>>>

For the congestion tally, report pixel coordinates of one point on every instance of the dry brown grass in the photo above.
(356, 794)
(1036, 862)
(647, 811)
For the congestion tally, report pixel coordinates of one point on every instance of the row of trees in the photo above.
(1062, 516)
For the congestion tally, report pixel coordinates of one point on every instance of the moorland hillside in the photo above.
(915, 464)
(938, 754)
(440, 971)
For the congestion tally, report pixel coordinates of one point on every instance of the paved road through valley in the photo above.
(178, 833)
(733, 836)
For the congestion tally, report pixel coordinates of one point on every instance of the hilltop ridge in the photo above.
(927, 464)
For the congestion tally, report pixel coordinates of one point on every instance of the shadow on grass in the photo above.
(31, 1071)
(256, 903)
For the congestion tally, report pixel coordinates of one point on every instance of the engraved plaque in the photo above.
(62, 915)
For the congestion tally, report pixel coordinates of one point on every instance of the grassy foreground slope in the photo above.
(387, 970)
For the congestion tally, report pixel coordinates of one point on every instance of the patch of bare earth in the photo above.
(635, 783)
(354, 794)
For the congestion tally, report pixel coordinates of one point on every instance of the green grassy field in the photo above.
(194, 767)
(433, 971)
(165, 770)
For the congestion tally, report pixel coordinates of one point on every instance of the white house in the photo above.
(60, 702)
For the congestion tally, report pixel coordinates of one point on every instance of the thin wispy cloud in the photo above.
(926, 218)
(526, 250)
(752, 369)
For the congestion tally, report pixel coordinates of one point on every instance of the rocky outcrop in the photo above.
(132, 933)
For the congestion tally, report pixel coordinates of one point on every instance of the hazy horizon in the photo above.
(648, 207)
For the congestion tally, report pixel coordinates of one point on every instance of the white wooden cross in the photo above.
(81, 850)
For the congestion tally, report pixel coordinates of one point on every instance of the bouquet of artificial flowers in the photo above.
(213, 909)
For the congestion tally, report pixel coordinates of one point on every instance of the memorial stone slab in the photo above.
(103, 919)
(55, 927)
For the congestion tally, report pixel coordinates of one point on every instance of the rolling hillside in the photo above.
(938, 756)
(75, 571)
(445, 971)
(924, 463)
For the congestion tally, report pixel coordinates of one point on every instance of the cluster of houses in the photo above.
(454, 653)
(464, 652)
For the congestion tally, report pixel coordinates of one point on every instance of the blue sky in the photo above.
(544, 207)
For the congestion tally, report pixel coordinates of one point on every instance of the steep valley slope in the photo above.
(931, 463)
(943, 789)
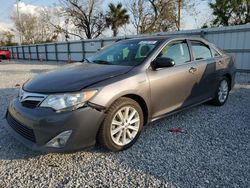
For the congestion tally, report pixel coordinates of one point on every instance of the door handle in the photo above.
(192, 69)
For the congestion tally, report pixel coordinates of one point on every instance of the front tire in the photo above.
(122, 125)
(222, 92)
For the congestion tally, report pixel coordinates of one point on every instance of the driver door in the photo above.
(171, 87)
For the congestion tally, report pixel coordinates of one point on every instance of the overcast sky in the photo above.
(8, 6)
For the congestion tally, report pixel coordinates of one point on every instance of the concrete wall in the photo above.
(233, 39)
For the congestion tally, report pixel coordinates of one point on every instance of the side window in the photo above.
(200, 51)
(214, 52)
(178, 51)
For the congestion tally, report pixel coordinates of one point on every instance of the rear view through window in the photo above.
(178, 51)
(201, 51)
(128, 53)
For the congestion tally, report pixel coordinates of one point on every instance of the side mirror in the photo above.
(161, 62)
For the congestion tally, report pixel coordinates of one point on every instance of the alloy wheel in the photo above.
(125, 125)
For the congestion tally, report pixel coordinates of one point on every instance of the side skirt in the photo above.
(179, 110)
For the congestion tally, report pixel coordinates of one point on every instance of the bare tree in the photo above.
(35, 28)
(152, 15)
(6, 38)
(86, 16)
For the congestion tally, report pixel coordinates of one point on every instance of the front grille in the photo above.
(30, 100)
(30, 104)
(21, 129)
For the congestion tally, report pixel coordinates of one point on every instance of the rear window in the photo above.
(200, 50)
(215, 53)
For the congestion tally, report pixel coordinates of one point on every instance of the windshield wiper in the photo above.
(101, 62)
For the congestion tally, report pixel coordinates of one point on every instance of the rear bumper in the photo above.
(36, 127)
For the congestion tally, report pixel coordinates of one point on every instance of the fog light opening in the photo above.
(60, 140)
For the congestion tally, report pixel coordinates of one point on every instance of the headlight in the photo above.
(69, 101)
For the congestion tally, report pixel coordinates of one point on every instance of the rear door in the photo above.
(206, 70)
(171, 87)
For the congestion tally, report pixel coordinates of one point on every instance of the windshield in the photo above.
(126, 53)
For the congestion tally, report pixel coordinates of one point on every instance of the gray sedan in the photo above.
(110, 96)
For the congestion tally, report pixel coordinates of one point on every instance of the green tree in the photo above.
(233, 12)
(117, 17)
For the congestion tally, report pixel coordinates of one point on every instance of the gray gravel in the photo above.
(214, 151)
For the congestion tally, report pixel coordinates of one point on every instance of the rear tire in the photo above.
(222, 92)
(122, 125)
(2, 57)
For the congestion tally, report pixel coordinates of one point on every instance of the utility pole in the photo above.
(18, 17)
(179, 15)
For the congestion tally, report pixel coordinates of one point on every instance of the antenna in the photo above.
(18, 17)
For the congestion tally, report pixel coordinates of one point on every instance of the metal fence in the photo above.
(233, 39)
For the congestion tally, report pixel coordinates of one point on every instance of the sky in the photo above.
(8, 6)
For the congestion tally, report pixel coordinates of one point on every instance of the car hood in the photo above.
(73, 77)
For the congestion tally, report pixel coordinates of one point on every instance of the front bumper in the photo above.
(36, 127)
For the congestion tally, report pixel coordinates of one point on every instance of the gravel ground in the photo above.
(214, 151)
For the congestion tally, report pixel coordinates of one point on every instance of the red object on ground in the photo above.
(176, 130)
(5, 54)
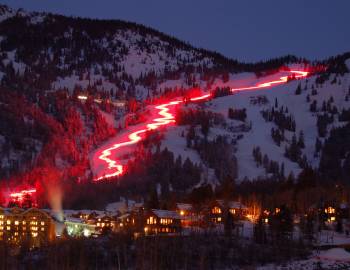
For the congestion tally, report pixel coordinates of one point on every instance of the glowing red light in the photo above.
(19, 196)
(297, 75)
(167, 118)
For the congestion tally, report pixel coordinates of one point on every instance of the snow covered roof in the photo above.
(184, 206)
(166, 214)
(232, 204)
(123, 206)
(74, 220)
(124, 216)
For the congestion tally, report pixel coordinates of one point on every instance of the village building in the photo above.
(162, 222)
(77, 227)
(32, 227)
(218, 210)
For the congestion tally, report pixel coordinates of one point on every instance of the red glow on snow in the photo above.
(296, 74)
(167, 117)
(19, 196)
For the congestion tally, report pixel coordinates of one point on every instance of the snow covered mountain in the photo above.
(306, 109)
(63, 80)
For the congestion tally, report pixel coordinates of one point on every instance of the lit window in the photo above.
(216, 210)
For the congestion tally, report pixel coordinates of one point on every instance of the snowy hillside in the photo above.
(260, 133)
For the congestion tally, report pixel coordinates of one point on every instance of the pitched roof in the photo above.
(166, 214)
(232, 204)
(184, 206)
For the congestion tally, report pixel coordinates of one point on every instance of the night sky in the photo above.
(248, 30)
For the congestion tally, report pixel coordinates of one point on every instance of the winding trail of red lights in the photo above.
(115, 167)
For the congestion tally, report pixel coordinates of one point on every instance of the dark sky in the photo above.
(247, 30)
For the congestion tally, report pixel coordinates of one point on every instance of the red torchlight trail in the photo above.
(19, 196)
(297, 75)
(168, 118)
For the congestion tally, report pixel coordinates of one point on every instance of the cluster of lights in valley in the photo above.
(164, 117)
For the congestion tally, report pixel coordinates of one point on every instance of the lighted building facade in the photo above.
(32, 227)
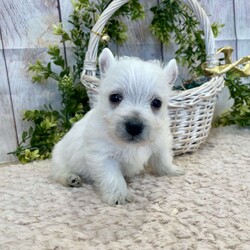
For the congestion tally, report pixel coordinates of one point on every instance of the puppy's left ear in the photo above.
(171, 71)
(106, 59)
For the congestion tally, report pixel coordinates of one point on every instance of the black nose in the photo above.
(134, 127)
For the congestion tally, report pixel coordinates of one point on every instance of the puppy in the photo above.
(126, 130)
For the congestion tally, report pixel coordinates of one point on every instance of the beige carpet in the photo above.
(208, 208)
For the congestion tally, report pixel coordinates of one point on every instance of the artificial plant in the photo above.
(50, 124)
(239, 113)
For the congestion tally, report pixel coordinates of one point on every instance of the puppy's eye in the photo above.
(115, 98)
(156, 103)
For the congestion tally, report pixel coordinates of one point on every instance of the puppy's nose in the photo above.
(134, 127)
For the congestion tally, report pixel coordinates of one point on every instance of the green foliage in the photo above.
(49, 124)
(239, 113)
(174, 20)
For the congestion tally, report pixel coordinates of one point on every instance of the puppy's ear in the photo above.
(171, 71)
(106, 59)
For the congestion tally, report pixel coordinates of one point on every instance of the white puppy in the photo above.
(127, 129)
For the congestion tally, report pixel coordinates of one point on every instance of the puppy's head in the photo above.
(134, 96)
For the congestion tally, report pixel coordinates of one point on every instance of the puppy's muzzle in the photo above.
(134, 127)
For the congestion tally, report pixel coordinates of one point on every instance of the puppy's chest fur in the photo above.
(133, 159)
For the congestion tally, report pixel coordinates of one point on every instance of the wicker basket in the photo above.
(191, 111)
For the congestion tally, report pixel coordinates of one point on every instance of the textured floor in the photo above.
(208, 208)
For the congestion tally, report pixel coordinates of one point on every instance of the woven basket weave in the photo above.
(191, 111)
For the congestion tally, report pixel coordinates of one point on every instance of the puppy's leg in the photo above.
(109, 181)
(68, 179)
(162, 162)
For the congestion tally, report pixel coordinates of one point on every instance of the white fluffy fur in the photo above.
(94, 150)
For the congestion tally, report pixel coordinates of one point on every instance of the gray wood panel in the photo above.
(27, 32)
(223, 12)
(242, 20)
(8, 141)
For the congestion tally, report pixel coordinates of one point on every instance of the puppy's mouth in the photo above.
(132, 130)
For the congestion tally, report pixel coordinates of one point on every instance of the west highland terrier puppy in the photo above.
(126, 130)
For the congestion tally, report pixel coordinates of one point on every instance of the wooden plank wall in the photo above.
(26, 32)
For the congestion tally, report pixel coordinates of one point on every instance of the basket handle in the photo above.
(89, 66)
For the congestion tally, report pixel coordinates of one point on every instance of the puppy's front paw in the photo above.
(74, 180)
(118, 199)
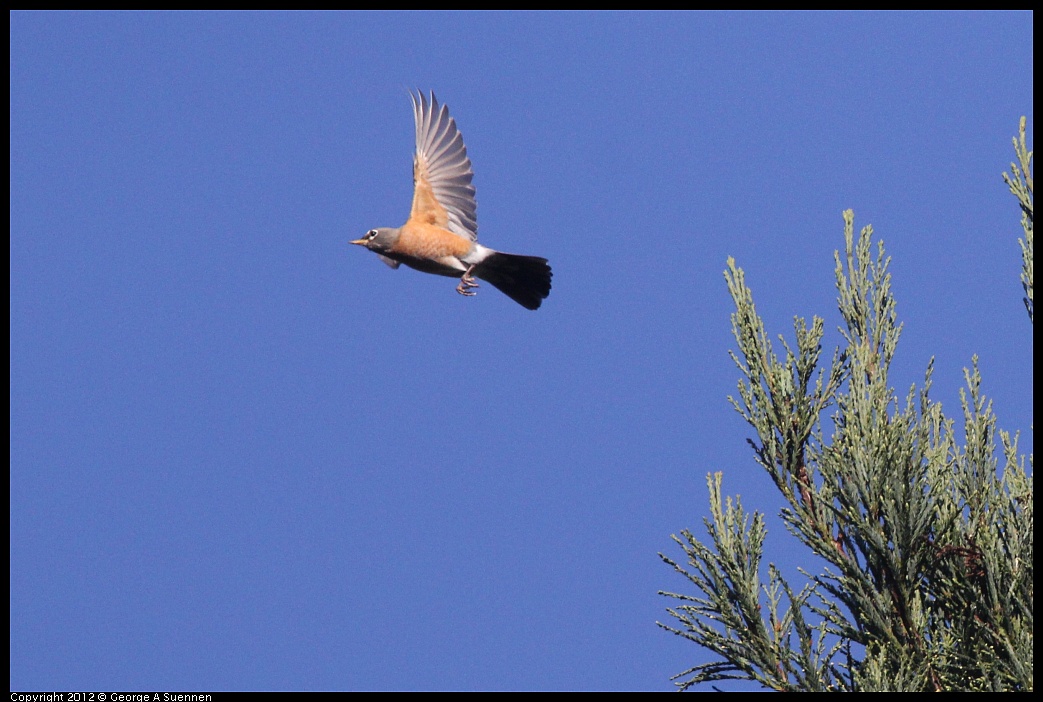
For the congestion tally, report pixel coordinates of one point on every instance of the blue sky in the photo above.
(245, 455)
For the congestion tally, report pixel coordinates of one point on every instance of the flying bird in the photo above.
(441, 233)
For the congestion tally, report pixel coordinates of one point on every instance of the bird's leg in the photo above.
(467, 282)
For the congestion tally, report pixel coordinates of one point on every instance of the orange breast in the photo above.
(428, 241)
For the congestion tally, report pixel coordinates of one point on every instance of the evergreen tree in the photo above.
(927, 542)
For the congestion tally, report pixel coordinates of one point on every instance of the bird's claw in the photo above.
(466, 285)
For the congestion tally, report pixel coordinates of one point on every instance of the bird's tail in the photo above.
(524, 279)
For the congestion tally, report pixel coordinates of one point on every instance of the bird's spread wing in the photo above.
(442, 193)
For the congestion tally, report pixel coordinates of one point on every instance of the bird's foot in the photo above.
(467, 284)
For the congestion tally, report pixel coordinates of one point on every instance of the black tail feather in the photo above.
(524, 279)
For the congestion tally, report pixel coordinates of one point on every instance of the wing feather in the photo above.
(442, 190)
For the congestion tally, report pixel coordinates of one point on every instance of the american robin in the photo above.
(441, 233)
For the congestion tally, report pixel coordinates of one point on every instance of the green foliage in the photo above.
(927, 543)
(1020, 183)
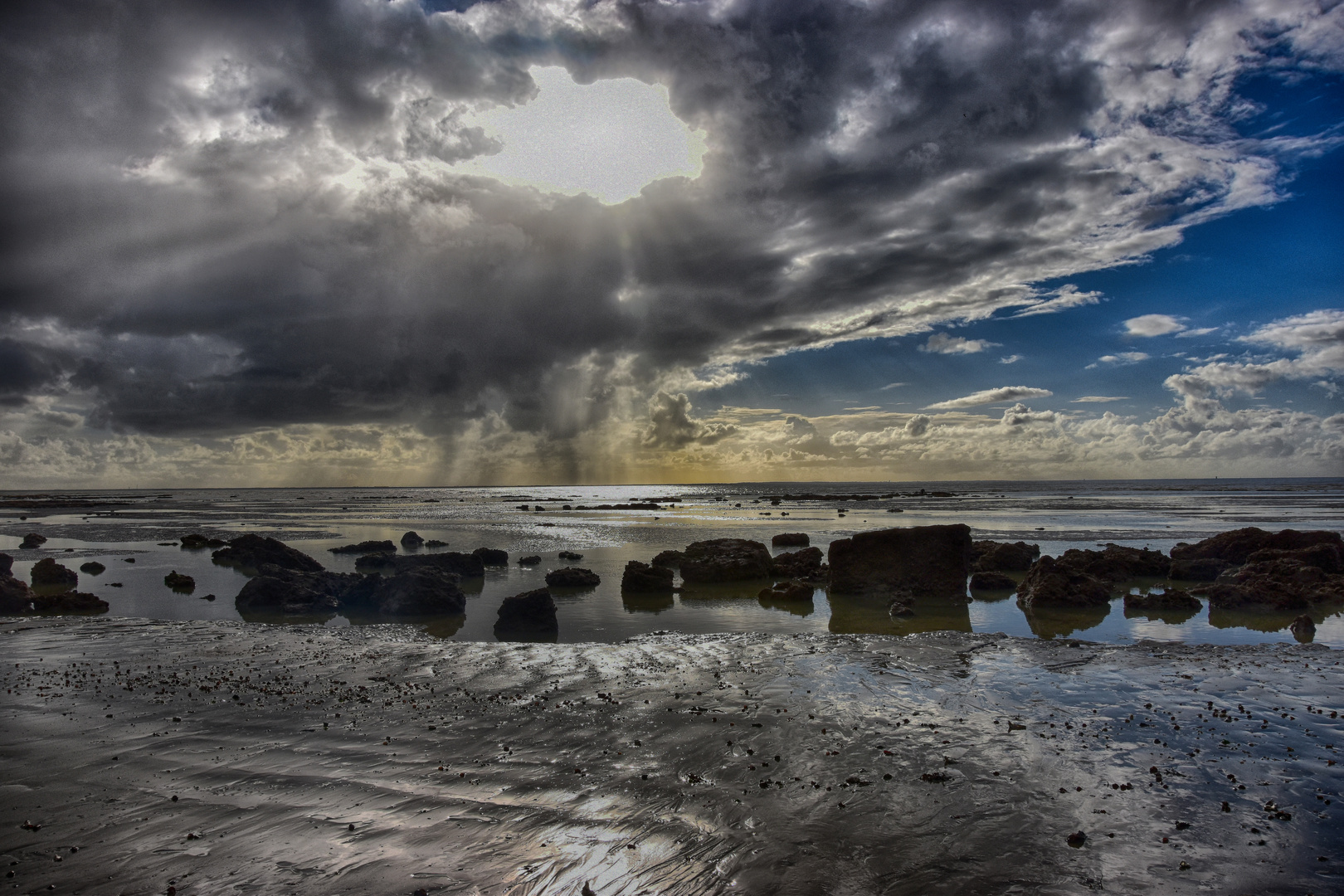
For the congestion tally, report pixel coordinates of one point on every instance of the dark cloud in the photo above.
(227, 215)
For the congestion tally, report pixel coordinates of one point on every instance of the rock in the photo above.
(572, 578)
(421, 590)
(1198, 568)
(195, 542)
(641, 578)
(786, 592)
(366, 547)
(1170, 599)
(1053, 583)
(929, 561)
(492, 558)
(527, 616)
(256, 551)
(51, 574)
(1239, 544)
(1001, 557)
(464, 564)
(799, 564)
(671, 559)
(991, 582)
(724, 561)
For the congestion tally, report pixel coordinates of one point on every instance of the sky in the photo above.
(526, 242)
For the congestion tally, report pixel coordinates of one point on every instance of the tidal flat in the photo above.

<<<

● **STATED EXERCISE**: Restate word for word the lines above that start at the line containing "tail feather in the photo above." and run to the end of the listing; exclude the pictures.

● **FULL SOLUTION**:
For the congestion tally, report pixel coordinates of one point on every instance of the black tail feather in the photo above.
(524, 279)
For the congestion tally, report pixel coordinates of one point on every instance of the wing feather in the photo above.
(442, 190)
For the congestion tally, report pixel coordinates of one point on every instance of the american robin in the photo above.
(441, 233)
For the congestion tally, report pixel coordinates of one point on every instance of the green foliage in the photo above.
(927, 543)
(1020, 183)
For the congestion tally, report pixel coordinates of one point on every instance of the dark cloud in the photo above.
(227, 215)
For the congestion tally, report pixel coordinates of one point on every instance of the rock in the photo above.
(572, 578)
(421, 590)
(1198, 568)
(195, 542)
(641, 578)
(786, 592)
(366, 547)
(1170, 599)
(1053, 583)
(929, 561)
(492, 558)
(527, 616)
(256, 551)
(51, 574)
(1239, 544)
(1001, 557)
(464, 564)
(799, 564)
(671, 559)
(991, 582)
(724, 561)
For the congestion tally, report pixel coordinates of one point on every instance of the sky in the photo above.
(526, 242)
For the congestion tally, report pixel coordinates of one point on every instance of the tidal flat in the photo above.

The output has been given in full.